Set down all of the data exactly. Pictures stay out of the copy.

*****

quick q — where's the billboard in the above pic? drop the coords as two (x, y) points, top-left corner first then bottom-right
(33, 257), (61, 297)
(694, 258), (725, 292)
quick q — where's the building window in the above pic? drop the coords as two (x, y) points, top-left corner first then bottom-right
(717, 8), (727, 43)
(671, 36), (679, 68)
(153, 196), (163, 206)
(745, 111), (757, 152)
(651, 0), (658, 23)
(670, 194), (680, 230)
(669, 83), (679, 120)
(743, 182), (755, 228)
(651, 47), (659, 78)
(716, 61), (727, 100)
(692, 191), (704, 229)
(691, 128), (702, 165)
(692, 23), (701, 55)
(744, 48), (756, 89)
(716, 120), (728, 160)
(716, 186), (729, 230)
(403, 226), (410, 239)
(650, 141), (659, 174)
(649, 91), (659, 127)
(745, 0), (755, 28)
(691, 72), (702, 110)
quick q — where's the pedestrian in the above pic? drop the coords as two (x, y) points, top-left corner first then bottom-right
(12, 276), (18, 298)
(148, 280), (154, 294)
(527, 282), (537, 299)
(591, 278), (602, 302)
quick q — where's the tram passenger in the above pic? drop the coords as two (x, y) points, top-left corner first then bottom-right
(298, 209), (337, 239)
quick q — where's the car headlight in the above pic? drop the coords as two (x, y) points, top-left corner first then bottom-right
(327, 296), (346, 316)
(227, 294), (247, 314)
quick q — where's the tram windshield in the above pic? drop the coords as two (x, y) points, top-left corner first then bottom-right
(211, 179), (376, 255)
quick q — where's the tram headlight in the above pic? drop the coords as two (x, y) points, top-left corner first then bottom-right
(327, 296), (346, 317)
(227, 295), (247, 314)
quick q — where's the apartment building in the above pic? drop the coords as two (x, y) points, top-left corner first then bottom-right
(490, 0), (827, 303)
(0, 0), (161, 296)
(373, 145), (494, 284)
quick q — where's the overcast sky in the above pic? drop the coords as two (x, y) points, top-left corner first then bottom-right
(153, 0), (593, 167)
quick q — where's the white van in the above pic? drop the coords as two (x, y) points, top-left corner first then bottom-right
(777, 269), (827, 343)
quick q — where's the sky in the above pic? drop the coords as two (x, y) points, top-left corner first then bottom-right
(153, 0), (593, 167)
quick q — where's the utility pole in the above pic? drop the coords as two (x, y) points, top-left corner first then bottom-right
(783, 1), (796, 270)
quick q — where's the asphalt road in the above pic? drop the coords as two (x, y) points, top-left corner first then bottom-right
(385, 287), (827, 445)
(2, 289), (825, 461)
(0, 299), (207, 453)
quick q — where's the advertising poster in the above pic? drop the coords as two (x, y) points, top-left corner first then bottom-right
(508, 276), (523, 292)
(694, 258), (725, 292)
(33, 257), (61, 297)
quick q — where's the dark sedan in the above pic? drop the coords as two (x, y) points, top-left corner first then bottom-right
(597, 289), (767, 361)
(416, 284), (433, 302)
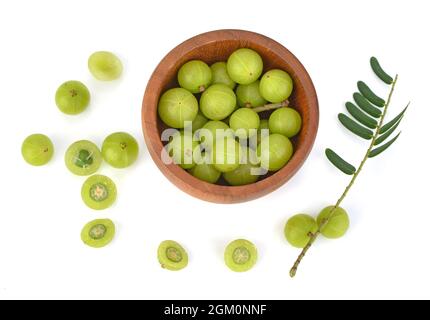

*****

■ **SOLVED EXERCISE**:
quick q — where's the billboard in the above pic? drop the coords as two (x, y) points, top-left corner first then bottom-right
(33, 257), (61, 297)
(694, 258), (725, 292)
quick q — where's the building window in the above pic? drop the coords as two (x, y) points, top-left corner first then bottom-right
(717, 8), (727, 43)
(671, 36), (679, 68)
(153, 196), (163, 206)
(745, 111), (757, 152)
(651, 0), (658, 23)
(670, 194), (680, 230)
(669, 83), (679, 120)
(743, 182), (755, 228)
(651, 47), (659, 78)
(716, 61), (727, 100)
(692, 191), (704, 229)
(691, 128), (702, 165)
(692, 23), (701, 55)
(744, 48), (756, 89)
(716, 120), (728, 160)
(716, 186), (729, 230)
(403, 226), (410, 239)
(650, 141), (659, 174)
(649, 91), (659, 127)
(745, 0), (755, 28)
(691, 72), (702, 110)
quick q — where's the pedestrian in the above pic? drop the coords as two (x, y) points, top-left corner first then bottom-right
(12, 276), (18, 298)
(148, 280), (154, 294)
(527, 282), (537, 299)
(591, 278), (602, 302)
quick q — where's the tram passenger in the above pic? drop the coords as two (x, y) points, top-left corner first then bottom-right
(298, 209), (337, 239)
quick q — where's the car headlight in the above pic? drop the coords as two (x, y) points, top-left corner first then bottom-right
(327, 296), (346, 316)
(227, 294), (247, 314)
quick q — where's the tram windshield in the above pic? drop the coords as two (x, y) points, top-left corner first then bottom-right
(211, 179), (376, 255)
quick q — where's the tram headlight in the above pic? drop the coords as two (x, y) points, top-left corner first then bottom-right
(327, 296), (346, 317)
(227, 295), (247, 314)
quick q — where's the apartment building in the above pic? drop the coords as two (x, y) points, top-left corner first then bottom-right
(490, 0), (827, 303)
(0, 0), (161, 296)
(373, 145), (494, 284)
quick q — where's the overcast sky in the above pic? drop the coords as two (x, y) points, top-left corner first then bottom-right
(153, 0), (593, 167)
quick q — where's the white van in the above pic? drop the coords as two (x, y) points, top-left corner first then bottom-right
(777, 269), (827, 343)
quick q — where's the sky in the above pic? drop the coords as two (x, y) points, top-left corner first then bottom-right
(153, 0), (593, 167)
quick q — where's the utility pole in the above pic? drop the coords as two (x, y) points, top-left corner first then bottom-right
(783, 1), (796, 270)
quick q — where's the asphalt road in the above pic? drop the coords as two (x, y) points, top-left corner first then bottom-right
(385, 287), (827, 445)
(2, 289), (825, 461)
(0, 299), (207, 453)
quick q — where's the advertising poster in the above pic? drop the coords as two (x, y) points, top-left corner first then bottom-right
(508, 276), (523, 292)
(694, 258), (725, 292)
(33, 257), (61, 297)
quick q — where's the dark sedan in the above pic? drop the coords as two (x, y) points, top-left corner first then bottom-right
(597, 289), (767, 361)
(416, 284), (433, 302)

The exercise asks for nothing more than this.